DOCUMENT EXCERPT
########

The models discussed here show that multiple foci with a monoclonal origin can develop through a dynamical interplay between tumor promoters and inhibitors. The cancer can only grow to high loads as a single mass if it has largely escaped all inhibitory effects. Otherwise, the cancer is likely to grow via the generation of a relatively small and self limited tumor which then bifurcates into multiple foci until it finally invades the entire tissue. The occurrence of multiple foci is therefore an intermediate stage in cancer progression. The higher the number of foci, the further advanced the stage of cancer progression.

A clinically important step in carcinogenesis is the process of metastasis. That is, the spread of tumor cells to the lymph node, entry into the blood supply, and the spread to other tissues. Various studies have investigated the metastatic potential of multi-focal compared to uni-focal cancers [Andea et al. (2002); Junker et al. (1999); Junker et al. (1997)]. In uni-focal cancers, tumor size has been found to be a predictor of metastatic potential. For staging multi-focal breast carcinomas, it has been suggested to use the diameter of the largest tumor only [Andea et al. (2002)]. This, however, assumes that the other foci do not significantly contribute to tumor progression. According to our arguments, this would under-stage the cancer. According to the model, the number of foci correlates with the stage of the disease. This has also been concluded in clinical studies, and is supported by data which show reduced patient survival with multi-focal compared to uni-focal cancers [Andea et al. (2002)]. Moreover, because our model suggests that multi-focality can occur as a result of reduced tumor cell inhibition, successful metastatic growth might be easier to achieve. Although under debate, some data suggest that inhibitors produced by the primary tumor can prevent metastatic cells from growing [Ramanujan et al. (2000)]. If multi-focality correlates with reduced inhibition, then it could also correlate with an increased chance that metastatic cells grow and do not remain dormant.

Further, it is important to note that studies which aim to assess the correlation between multi-focality and metastatic potential should not only concentrate on the number of foci, but also on the size of the foci. As we have shown with the model, cancer progression might start with a small single lesion which can be considered uni-focal. It can then bifurcate to give rise to multiple foci, and finally spread through the entire tissue. When such spread occurs, the multiple foci turn into a big and single mass, and this would again be considered uni-focal. Hence, the cumulative size or volume of the tumor is likely to be the best predictor of malignant progression.

########

HOW TO COMPLETE THIS TASK
Write out, word for word, the stretch of the text on tumor foci and metastasis from "The models discussed" through "of cancer progression.". The material that follows is separate from the text on tumor foci and plays no part in it.

PROVIDED MATERIAL

########

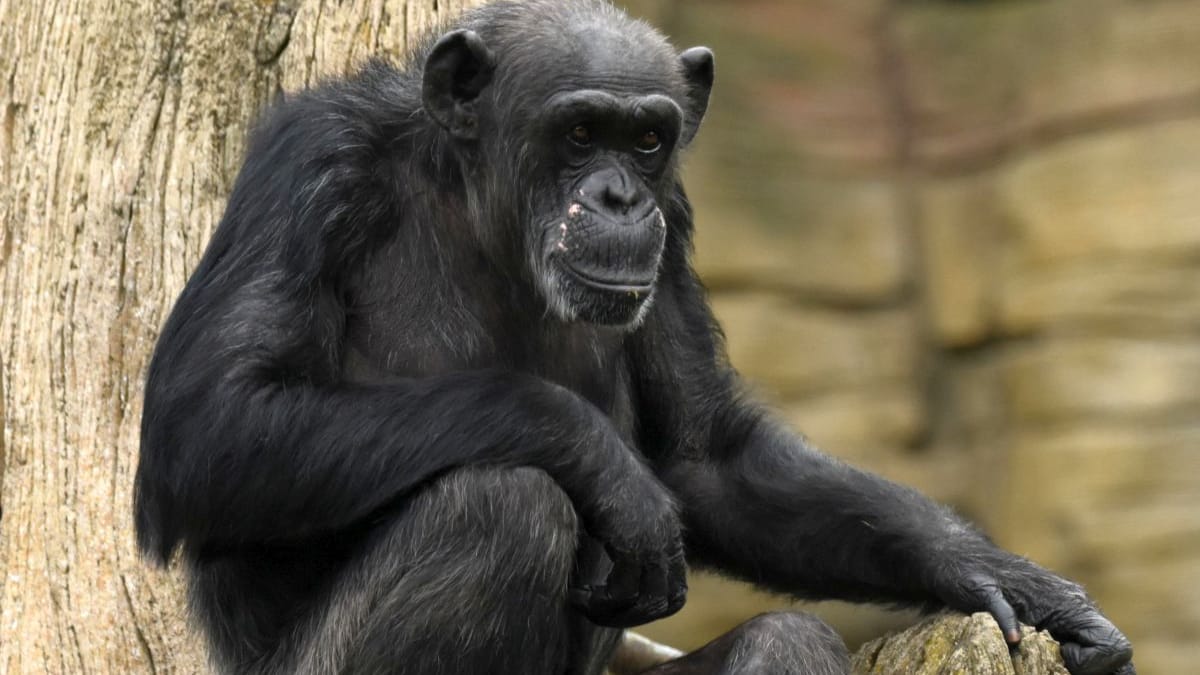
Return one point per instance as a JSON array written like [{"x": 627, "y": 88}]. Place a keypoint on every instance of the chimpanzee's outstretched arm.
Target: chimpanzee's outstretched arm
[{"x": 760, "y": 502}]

########

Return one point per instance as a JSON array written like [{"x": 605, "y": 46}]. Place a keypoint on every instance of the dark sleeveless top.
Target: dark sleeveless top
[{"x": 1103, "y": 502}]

########

WRITTEN RESPONSE
The models discussed here show that multiple foci with a monoclonal origin can develop through a dynamical interplay between tumor promoters and inhibitors. The cancer can only grow to high loads as a single mass if it has largely escaped all inhibitory effects. Otherwise, the cancer is likely to grow via the generation of a relatively small and self limited tumor which then bifurcates into multiple foci until it finally invades the entire tissue. The occurrence of multiple foci is therefore an intermediate stage in cancer progression. The higher the number of foci, the further advanced the stage of cancer progression.